PROBLEM TO SOLVE => Arrange the lines of the records below as a JSON list of strings, one string per line, with blank lines omitted. Leave the pictures out of the list.

RECORDS FOR THIS EXERCISE =>
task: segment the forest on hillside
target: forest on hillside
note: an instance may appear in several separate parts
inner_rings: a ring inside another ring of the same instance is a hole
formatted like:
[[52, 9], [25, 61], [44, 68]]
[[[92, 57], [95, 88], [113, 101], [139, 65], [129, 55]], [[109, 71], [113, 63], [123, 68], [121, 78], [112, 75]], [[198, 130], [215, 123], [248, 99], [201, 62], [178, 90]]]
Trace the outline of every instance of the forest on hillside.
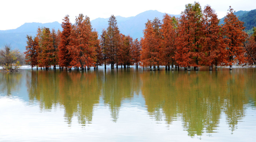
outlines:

ANSWER TO THE TASK =>
[
  "task: segment the forest on hillside",
  "target: forest on hillside",
  "note: an instance may appear in several separate parts",
  "inner_rings: a ring inside another ring of the same instance is a hole",
  "formatted like:",
  "[[52, 9], [25, 61], [44, 68]]",
  "[[[92, 57], [95, 88], [113, 101], [139, 65], [129, 55]], [[109, 71], [113, 63], [123, 68], [121, 78], [112, 75]], [[198, 130], [215, 123], [248, 99], [201, 62], [178, 90]]]",
  "Trace the outline of every instance of the forest on hillside.",
  "outlines:"
]